• _Given problem_: Between the lines holding "puppy's paw for grasp trajectory computation." and "[106,32,463,414]", inclusive, reproduce the data with "puppy's face" substituted for "puppy's head" and everything else left unchanged.

• _Provided information_:

····················

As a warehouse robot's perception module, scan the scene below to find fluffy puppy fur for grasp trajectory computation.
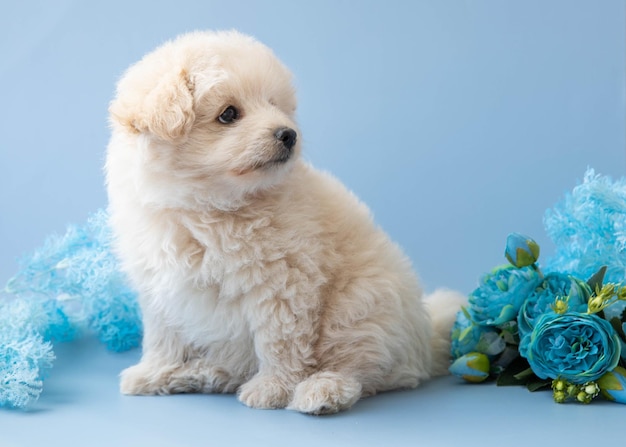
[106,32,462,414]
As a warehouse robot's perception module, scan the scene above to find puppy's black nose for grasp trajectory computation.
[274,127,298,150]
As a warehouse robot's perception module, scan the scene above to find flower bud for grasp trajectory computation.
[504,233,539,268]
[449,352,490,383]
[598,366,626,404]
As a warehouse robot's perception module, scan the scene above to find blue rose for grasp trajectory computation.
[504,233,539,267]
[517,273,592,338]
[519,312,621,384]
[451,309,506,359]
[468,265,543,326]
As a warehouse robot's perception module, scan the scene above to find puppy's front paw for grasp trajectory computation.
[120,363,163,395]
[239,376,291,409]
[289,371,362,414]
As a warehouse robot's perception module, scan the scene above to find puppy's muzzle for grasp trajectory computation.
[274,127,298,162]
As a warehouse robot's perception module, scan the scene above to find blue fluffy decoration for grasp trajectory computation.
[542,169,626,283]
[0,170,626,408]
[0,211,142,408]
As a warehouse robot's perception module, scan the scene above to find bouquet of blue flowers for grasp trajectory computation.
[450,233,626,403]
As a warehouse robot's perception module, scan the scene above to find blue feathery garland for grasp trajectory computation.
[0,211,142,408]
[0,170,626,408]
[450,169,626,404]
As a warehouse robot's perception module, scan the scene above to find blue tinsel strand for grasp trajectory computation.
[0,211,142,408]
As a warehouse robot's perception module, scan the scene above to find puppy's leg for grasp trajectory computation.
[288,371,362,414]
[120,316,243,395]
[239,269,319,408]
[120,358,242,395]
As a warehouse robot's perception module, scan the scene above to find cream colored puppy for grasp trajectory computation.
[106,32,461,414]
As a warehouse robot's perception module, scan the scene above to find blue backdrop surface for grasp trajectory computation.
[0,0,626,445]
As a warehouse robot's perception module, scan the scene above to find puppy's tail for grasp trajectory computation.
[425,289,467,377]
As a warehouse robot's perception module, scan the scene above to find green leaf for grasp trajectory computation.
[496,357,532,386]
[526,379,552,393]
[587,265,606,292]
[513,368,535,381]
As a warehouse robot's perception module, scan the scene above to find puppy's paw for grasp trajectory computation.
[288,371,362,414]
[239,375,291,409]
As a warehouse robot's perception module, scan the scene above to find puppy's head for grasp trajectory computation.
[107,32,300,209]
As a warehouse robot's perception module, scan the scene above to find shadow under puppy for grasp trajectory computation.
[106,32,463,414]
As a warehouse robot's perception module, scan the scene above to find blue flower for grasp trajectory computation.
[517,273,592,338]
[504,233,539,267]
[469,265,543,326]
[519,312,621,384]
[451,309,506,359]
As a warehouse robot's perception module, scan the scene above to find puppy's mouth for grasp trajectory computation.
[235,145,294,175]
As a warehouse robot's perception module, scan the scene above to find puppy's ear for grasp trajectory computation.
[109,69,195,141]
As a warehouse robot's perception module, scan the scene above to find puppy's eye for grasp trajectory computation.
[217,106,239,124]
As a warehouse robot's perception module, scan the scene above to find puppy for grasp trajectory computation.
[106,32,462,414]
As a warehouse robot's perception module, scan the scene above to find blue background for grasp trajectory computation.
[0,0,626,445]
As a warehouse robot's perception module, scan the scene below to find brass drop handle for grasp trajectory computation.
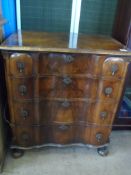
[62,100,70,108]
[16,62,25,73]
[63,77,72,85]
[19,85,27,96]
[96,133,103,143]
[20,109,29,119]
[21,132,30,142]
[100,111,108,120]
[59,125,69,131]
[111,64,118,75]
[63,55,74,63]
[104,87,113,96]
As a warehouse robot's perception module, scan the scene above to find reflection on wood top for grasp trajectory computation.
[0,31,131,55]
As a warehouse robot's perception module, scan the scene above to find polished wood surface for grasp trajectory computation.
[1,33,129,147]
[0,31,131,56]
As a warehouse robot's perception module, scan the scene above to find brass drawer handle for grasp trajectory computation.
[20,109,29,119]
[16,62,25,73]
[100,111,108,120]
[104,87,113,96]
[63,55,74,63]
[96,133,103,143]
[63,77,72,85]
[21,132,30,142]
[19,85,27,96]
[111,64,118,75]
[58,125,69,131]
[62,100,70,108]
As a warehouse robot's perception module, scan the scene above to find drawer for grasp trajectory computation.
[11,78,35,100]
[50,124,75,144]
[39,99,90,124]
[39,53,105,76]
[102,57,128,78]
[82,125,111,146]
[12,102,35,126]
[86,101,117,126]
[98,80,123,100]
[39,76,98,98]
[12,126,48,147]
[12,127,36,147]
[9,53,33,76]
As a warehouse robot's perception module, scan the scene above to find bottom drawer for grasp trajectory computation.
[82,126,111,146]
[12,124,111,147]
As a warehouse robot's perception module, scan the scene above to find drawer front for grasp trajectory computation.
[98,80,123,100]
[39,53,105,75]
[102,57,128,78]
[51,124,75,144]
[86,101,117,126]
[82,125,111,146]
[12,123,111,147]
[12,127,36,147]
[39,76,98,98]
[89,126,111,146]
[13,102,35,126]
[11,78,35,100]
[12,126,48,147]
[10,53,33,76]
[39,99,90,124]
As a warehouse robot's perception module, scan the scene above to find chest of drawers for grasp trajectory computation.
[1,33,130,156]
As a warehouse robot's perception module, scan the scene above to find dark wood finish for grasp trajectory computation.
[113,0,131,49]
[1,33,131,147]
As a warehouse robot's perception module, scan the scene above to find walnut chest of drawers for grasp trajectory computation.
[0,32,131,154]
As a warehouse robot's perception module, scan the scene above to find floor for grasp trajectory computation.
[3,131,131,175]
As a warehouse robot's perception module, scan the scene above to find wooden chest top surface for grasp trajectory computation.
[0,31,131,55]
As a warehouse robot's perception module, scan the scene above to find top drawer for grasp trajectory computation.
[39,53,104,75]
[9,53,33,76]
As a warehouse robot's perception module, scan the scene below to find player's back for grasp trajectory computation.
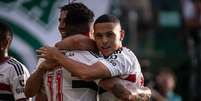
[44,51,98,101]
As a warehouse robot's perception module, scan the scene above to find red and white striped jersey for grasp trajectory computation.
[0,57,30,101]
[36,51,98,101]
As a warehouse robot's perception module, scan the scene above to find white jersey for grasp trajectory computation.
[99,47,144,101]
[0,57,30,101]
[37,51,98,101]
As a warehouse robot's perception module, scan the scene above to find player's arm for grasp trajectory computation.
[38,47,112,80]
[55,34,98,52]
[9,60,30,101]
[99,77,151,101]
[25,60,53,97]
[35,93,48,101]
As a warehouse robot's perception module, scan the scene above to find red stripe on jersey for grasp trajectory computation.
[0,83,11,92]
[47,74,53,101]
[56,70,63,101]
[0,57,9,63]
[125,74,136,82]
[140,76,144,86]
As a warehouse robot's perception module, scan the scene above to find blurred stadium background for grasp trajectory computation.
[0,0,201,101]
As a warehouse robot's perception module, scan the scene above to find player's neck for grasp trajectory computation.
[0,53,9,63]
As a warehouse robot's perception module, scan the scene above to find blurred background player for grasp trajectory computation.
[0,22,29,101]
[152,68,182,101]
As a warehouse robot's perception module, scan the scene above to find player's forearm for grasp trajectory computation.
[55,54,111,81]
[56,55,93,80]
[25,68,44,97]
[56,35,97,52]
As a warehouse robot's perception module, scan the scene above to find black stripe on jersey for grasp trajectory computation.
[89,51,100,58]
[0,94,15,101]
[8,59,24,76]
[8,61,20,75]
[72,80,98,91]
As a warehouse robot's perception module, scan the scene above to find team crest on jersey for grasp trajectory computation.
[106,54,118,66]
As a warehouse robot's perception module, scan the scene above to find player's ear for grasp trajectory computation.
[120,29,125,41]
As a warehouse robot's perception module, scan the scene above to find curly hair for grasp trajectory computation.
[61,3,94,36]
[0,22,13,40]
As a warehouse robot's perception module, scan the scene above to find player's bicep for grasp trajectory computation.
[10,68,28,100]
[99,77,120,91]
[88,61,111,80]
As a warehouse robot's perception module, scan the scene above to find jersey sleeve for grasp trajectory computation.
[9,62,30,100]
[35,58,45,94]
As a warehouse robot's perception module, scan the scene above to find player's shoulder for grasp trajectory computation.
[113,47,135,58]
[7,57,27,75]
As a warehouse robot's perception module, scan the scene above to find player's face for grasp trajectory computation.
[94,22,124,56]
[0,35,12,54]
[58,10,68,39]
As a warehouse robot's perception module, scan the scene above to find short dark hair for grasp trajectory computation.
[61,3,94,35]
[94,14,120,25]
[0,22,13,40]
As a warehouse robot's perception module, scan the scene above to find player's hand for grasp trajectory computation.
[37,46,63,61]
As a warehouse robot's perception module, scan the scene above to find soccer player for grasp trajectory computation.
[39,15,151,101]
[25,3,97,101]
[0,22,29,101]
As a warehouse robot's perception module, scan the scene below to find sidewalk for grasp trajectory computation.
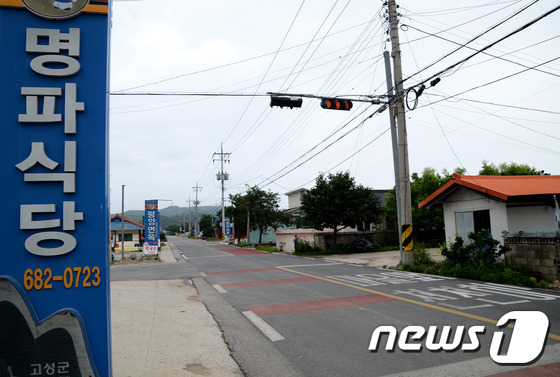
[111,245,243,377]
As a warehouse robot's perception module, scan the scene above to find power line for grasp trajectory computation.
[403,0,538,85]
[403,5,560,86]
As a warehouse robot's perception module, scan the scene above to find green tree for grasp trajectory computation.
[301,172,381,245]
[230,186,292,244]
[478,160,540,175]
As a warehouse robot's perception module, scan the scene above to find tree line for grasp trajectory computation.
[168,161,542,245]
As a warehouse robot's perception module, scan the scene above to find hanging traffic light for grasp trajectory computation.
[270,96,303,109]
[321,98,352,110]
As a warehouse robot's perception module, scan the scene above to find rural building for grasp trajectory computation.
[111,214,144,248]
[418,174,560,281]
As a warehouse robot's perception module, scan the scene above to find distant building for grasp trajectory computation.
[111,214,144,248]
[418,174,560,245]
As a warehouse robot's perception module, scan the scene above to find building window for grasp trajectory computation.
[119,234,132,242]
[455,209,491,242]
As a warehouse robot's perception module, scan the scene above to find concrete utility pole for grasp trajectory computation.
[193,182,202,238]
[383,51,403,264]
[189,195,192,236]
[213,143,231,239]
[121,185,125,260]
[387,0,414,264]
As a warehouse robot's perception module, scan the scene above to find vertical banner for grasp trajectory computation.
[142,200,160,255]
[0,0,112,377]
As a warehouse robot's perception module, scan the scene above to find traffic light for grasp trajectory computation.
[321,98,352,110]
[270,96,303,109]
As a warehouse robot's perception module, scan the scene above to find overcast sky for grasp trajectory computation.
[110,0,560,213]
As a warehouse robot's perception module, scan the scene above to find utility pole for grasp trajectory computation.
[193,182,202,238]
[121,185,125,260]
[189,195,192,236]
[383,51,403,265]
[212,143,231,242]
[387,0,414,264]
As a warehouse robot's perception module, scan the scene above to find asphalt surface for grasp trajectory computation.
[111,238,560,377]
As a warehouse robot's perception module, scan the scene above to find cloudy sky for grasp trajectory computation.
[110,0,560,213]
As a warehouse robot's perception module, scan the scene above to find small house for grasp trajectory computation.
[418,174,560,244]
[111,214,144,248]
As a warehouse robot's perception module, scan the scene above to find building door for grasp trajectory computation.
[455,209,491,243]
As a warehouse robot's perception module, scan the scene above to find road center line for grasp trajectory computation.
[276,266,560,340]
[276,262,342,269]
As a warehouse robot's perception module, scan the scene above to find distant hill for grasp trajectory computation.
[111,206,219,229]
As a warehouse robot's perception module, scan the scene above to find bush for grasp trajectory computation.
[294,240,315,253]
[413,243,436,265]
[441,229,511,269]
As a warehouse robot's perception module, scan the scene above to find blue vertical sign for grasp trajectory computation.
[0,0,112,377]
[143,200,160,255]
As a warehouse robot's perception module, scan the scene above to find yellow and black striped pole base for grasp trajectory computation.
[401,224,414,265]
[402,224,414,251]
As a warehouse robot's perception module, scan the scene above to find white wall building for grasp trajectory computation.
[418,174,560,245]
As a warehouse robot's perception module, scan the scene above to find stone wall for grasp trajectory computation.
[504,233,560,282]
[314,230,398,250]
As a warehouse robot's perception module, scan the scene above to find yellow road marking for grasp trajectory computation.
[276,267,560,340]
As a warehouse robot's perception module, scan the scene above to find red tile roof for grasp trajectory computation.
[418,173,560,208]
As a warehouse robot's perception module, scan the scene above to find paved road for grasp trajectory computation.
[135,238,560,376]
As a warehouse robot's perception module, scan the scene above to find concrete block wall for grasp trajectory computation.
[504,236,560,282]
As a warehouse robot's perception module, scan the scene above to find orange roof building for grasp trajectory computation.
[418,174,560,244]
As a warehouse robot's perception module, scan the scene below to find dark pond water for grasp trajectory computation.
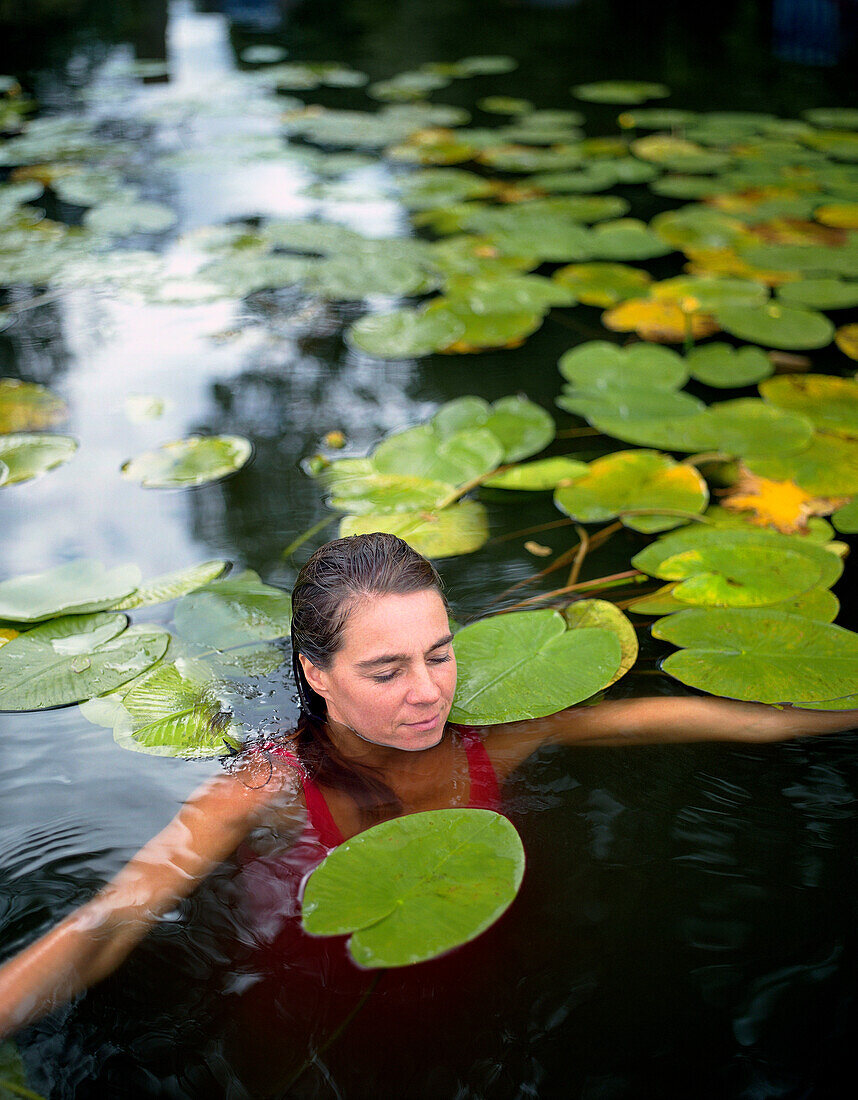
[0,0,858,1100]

····················

• _Exercise result_:
As a warehouse robot's perception module, scan the scene above to find puppy's paw for grasp trajectory computation.
[288,371,362,414]
[239,375,291,409]
As a warehouse robot's perception module, scan the scene above to find puppy's face for grasp trajectory computation.
[107,32,300,209]
As a warehouse robot's perception module, scan the scene above to find shadow under puppy for grasp trajectory computation.
[106,32,463,414]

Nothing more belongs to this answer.